'O que descobri após ficar 30 dias comendo alimentos ultraprocessados'

O nutricionista Samuel Pompeu, 35, de São José dos Campos (SP), decidiu realizar um experimento extremo: durante 30 dias, ele consumiu alimentos ultraprocessados em quase todas as refeições para entender, na prática, os impactos desse padrão alimentar na saúde.

"Eu queria experimentar na pele o que muitos dos meus pacientes enfrentam diariamente."

Pompeu mantém um estilo de vida saudável há mais de 15 anos, mas se preocupa com os altos índices de obesidade no Brasil e com a alimentação pouco saudável dos pacientes.

Quase metade dos brasileiros adultos pode enfrentar a obesidade até 2044, segundo uma pesquisa da Fiocruz apresentada no Congresso Internacional sobre Obesidade —hoje, 56% da população adulta já vive com obesidade ou sobrepeso.

• _Dados extraídos_
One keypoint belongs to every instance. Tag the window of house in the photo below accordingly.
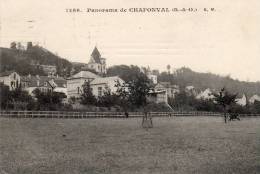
(99, 91)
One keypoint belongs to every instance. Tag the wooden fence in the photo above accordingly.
(80, 115)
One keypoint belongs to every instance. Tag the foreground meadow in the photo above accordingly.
(92, 146)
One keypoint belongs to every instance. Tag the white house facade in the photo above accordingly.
(10, 79)
(97, 63)
(74, 83)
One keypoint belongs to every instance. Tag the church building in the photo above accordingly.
(97, 63)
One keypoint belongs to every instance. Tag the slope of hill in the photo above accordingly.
(25, 61)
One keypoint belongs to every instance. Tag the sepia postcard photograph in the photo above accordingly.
(129, 87)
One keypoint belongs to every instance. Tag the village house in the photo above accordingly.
(170, 89)
(98, 84)
(97, 63)
(158, 96)
(75, 82)
(10, 79)
(44, 84)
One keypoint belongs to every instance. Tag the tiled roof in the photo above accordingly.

• _Trabalho solicitado_
• a. Traduza para o inglês a seguinte frase do texto sobre alimentos ultraprocessados: "Pompeu mantém um estilo de vida saudável há mais de 15 anos, mas se preocupa com os altos índices de obesidade no Brasil e com a alimentação pouco saudável dos pacientes."
• b. Transcreva o trecho do texto sobre alimentos ultraprocessados que vai de "Pompeu mantém um" até "saudável dos pacientes.", inclusive.
Baseie-se exclusivamente no texto sobre alimentos ultraprocessados.

• _Respostas do exercício_
• a. Pompeu has maintained a healthy lifestyle for more than 15 years, but he is concerned about the high obesity rates in Brazil and about the patients' unhealthy diet.

• b.
Pompeu mantém um estilo de vida saudável há mais de 15 anos, mas se preocupa com os altos índices de obesidade no Brasil e com a alimentação pouco saudável dos pacientes.